■ **TRY IT**
With the pictures left out, copy the listing below exactly.

──────── DATASET CONTENT ────────

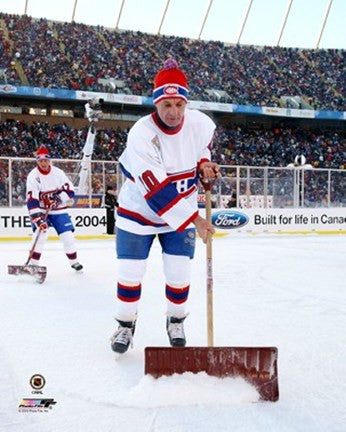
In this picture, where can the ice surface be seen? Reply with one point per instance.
(284, 291)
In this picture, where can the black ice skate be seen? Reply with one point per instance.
(122, 338)
(175, 331)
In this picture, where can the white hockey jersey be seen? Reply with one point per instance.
(40, 185)
(161, 166)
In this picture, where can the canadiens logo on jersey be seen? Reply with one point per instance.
(156, 142)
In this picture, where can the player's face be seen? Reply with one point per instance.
(44, 164)
(171, 111)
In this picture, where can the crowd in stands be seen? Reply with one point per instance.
(236, 145)
(76, 56)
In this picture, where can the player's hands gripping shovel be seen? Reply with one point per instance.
(257, 365)
(38, 272)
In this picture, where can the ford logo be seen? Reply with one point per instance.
(229, 219)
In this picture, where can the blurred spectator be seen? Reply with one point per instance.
(76, 56)
(236, 145)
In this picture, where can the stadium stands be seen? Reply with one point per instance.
(78, 56)
(236, 145)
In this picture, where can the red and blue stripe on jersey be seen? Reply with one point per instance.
(129, 293)
(177, 295)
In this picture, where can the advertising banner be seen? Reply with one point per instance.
(91, 222)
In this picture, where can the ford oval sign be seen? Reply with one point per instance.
(229, 219)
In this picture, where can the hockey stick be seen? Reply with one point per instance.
(39, 272)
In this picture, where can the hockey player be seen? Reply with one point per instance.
(166, 153)
(48, 188)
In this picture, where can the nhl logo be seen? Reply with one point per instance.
(37, 382)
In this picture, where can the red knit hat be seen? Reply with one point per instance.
(170, 82)
(42, 153)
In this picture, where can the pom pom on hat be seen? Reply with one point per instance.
(170, 82)
(42, 153)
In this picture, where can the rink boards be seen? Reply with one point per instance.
(91, 223)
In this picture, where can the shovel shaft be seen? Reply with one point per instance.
(210, 318)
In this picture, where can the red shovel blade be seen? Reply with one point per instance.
(258, 365)
(38, 272)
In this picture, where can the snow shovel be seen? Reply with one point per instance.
(257, 365)
(39, 272)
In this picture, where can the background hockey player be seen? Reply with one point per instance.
(166, 153)
(48, 187)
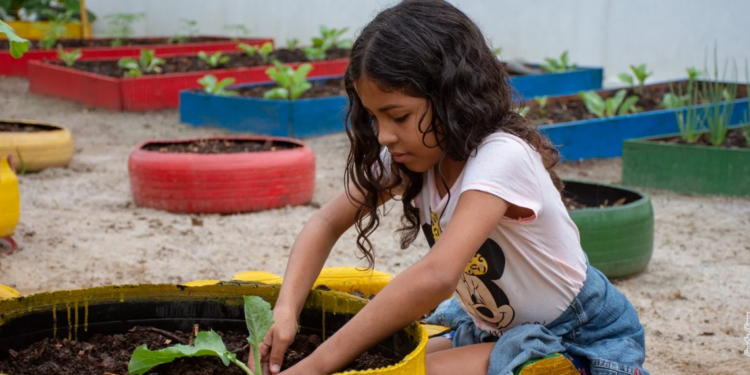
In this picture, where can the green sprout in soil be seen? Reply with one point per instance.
(121, 26)
(264, 51)
(557, 66)
(259, 318)
(211, 85)
(640, 74)
(214, 60)
(18, 45)
(147, 63)
(291, 83)
(616, 105)
(69, 58)
(188, 30)
(542, 101)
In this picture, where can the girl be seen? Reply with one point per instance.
(432, 121)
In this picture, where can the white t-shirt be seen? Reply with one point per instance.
(528, 271)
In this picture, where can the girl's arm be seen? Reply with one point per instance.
(415, 291)
(307, 257)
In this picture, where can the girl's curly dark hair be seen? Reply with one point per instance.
(427, 49)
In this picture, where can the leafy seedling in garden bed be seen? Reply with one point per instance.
(147, 63)
(211, 85)
(121, 26)
(640, 74)
(18, 45)
(258, 317)
(214, 60)
(292, 83)
(264, 51)
(616, 105)
(558, 66)
(69, 58)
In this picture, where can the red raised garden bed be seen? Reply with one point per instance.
(19, 67)
(147, 92)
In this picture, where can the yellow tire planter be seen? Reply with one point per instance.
(80, 314)
(37, 150)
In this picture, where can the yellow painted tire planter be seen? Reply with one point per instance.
(80, 314)
(34, 151)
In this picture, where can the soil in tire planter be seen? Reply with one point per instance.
(111, 354)
(575, 110)
(184, 64)
(320, 89)
(219, 146)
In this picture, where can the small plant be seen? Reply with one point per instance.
(291, 83)
(239, 30)
(188, 30)
(18, 45)
(640, 74)
(557, 66)
(213, 86)
(147, 63)
(214, 60)
(616, 105)
(121, 26)
(69, 58)
(542, 101)
(264, 51)
(258, 317)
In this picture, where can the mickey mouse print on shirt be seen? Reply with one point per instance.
(478, 290)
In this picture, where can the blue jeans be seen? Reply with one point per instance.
(600, 324)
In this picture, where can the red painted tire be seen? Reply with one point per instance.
(222, 183)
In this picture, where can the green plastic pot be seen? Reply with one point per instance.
(618, 241)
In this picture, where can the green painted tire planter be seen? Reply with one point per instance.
(618, 241)
(686, 168)
(80, 314)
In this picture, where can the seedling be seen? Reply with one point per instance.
(147, 63)
(542, 101)
(616, 105)
(264, 51)
(188, 29)
(121, 26)
(69, 58)
(640, 74)
(18, 45)
(258, 317)
(214, 60)
(211, 85)
(291, 83)
(239, 30)
(557, 66)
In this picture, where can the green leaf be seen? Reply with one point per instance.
(18, 45)
(206, 344)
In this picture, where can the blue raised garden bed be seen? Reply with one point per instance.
(550, 84)
(603, 137)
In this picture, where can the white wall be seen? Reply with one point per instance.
(667, 35)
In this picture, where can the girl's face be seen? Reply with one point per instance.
(396, 117)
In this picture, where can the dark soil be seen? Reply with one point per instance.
(184, 64)
(320, 89)
(218, 146)
(559, 111)
(80, 43)
(23, 128)
(111, 354)
(735, 139)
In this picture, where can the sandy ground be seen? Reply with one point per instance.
(79, 228)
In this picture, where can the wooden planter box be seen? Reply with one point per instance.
(19, 67)
(143, 93)
(550, 84)
(603, 137)
(297, 118)
(686, 168)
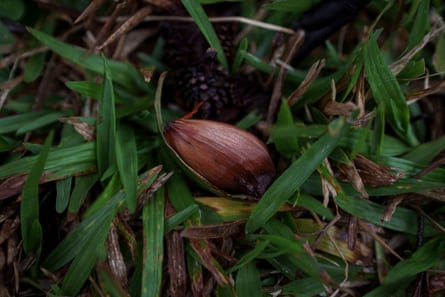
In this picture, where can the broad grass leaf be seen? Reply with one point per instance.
(297, 173)
(201, 20)
(248, 281)
(60, 162)
(402, 274)
(106, 125)
(82, 186)
(127, 164)
(403, 219)
(63, 189)
(29, 206)
(387, 92)
(153, 224)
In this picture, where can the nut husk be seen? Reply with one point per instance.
(227, 157)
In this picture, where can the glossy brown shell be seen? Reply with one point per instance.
(230, 158)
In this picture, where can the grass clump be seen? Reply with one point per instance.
(93, 204)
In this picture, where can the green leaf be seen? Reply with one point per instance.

────────

■ **WRITTEN RESPONSE**
In this picture, where can the ice surface be seen? Reply with one point per instance.
(284, 291)
In this picture, where can the black ice skate be seen? Reply with one point per instance.
(122, 338)
(175, 331)
In this picture, where can the white hockey jersey be seen? Reply with one point per instance.
(40, 185)
(161, 166)
In this picture, where can the canadiens logo on jersey be seen? Reply with one point per instance.
(156, 142)
In this picture, where can the player's face be seen? Reply with one point per instance.
(44, 164)
(171, 111)
In this picture, where can the crowd in stands be seen? Reply with one point per instance.
(236, 145)
(76, 56)
In this picture, where can the player's hands gripping shovel be seen? Reply with one point per instance.
(257, 365)
(38, 272)
In this picture, where can the ford logo be seen? Reply with one point per instance.
(229, 219)
In this picture, where can the blurred spectator be seen? Reply with one point per instance.
(76, 56)
(236, 145)
In this picture, where can the stadium stands be seen? Reply with one point per instance.
(78, 56)
(236, 145)
In this picture, where can the red and blue stripe on jersey be seen? Reply with one point per instance.
(129, 293)
(177, 295)
In this picture, where can the advertising banner be seen? Reply with one point per instance.
(91, 222)
In this picture, where can the ford oval sign be seen? Reply with one point per instance.
(229, 219)
In this picture, where can the hockey stick be seen? Reply with one point per instance.
(39, 272)
In this picture, where can the hockey player be seen? Reply with one point per instance.
(166, 153)
(48, 188)
In this picture, where can the nhl logo be seen? Reply with one point per instance.
(37, 382)
In this picture, where can the red knit hat be seen? Reply with one point per instance.
(170, 82)
(42, 153)
In this picture, where can the pom pom on hat be seen? Reply with one point per instance.
(170, 82)
(42, 153)
In this picture, where can the rink boards be seen? Reply with one point per instance.
(91, 223)
In this picture, where can the shovel shaft be seen? Reply with one point per instance.
(210, 318)
In this picture, where can the red shovel blade be seen? Reply with one point per instance.
(258, 365)
(38, 272)
In this picture, where can the snow shovel be seen? Reply with one point per instance.
(257, 365)
(39, 272)
In this picture, where can the background hockey player be seen? Reply with one point per instance.
(166, 153)
(48, 187)
In this picture, where can the green sprout in soil be seen? Reply with one point per instance.
(121, 26)
(264, 51)
(557, 66)
(259, 318)
(211, 85)
(640, 74)
(214, 60)
(18, 45)
(147, 63)
(291, 83)
(616, 105)
(69, 58)
(188, 30)
(542, 101)
In this picture, where can the girl be seen? Reply with one point per instance.
(432, 121)
In this picture, where can the white t-shirt be seen? Reply with one point per instance.
(528, 271)
In this picture, where can the girl's arm be seen? Reply with one point per instance.
(415, 291)
(307, 257)
In this picture, where can the girl's curly dark hair be seen? Reply with one point per instance.
(427, 49)
In this picture, where can the leafy seedling in garden bed be seen? Reply with one point per instance.
(147, 63)
(211, 85)
(121, 26)
(640, 74)
(18, 45)
(258, 317)
(214, 60)
(292, 83)
(264, 51)
(616, 105)
(558, 66)
(69, 58)
In this picture, where can the red raised garden bed be seen? Reply with one point per instance.
(19, 67)
(147, 92)
In this picture, where can the yellow tire planter be seen? Reply with one point per instance.
(80, 314)
(37, 150)
In this picture, where can the yellow painted tire planter be seen? Reply with one point per instance.
(80, 314)
(34, 151)
In this picture, where can the soil in tire planter be seen? Reply with one point per instance.
(111, 354)
(575, 110)
(184, 64)
(320, 89)
(219, 146)
In this picture, where can the small plant be seen? Reply with one point per instance.
(291, 83)
(239, 30)
(188, 30)
(18, 45)
(640, 74)
(557, 66)
(213, 86)
(147, 63)
(214, 60)
(616, 105)
(121, 26)
(69, 58)
(542, 101)
(264, 51)
(258, 317)
In this picture, where can the mickey mouse print on shirt be seen? Reply with one point per instance.
(478, 290)
In this picture, where can the blue jeans be seen? Reply with one point per instance.
(600, 324)
In this picture, where can the red painted tire be seen? Reply with one point per instance.
(222, 183)
In this picture, where can the green plastic pot be seen? Reply with one point per instance.
(618, 241)
In this picture, where can the green painted tire planter be seen? Reply with one point per instance.
(618, 241)
(686, 168)
(80, 314)
In this picture, where can the seedling be seen? Reply with one point per instance.
(147, 63)
(542, 101)
(616, 105)
(264, 51)
(188, 29)
(121, 26)
(69, 58)
(640, 74)
(18, 45)
(258, 317)
(214, 60)
(211, 85)
(291, 83)
(239, 30)
(557, 66)
In this picture, where can the green leaf be seen? Reply with one point per instance.
(18, 45)
(206, 344)
In this picture, where can the blue raised garden bed be seen? Reply with one point per instance.
(550, 84)
(603, 137)
In this picture, where can the white wall be seen? Reply with one point per instance.
(667, 35)
In this picture, where can the girl's face be seen? Reply with one point per instance.
(396, 117)
In this picture, where can the dark soil be seen? Reply with one point per instance.
(184, 64)
(320, 89)
(218, 146)
(559, 111)
(80, 43)
(23, 128)
(111, 354)
(735, 139)
In this picture, where can the sandy ground be seen? Reply with one point per instance.
(79, 228)
In this picture, where can the wooden planter box be seen? Reply with one point per instance.
(19, 67)
(143, 93)
(550, 84)
(603, 137)
(297, 118)
(686, 168)
In this picture, where can the broad grass leaf be seen? Reply with one point per instance.
(297, 173)
(201, 20)
(248, 281)
(60, 162)
(402, 274)
(106, 125)
(82, 186)
(127, 164)
(403, 219)
(63, 189)
(29, 206)
(387, 92)
(153, 224)
In this picture, where can the nut husk be seen? Reply with one point per instance.
(227, 157)
In this picture, where can the glossy brown shell be seen? Reply with one point per instance.
(230, 158)
In this picture, where can the grass clump be seen? Reply with one point per instance.
(93, 204)
In this picture, where can the green leaf be seen? Reply with one point per instance.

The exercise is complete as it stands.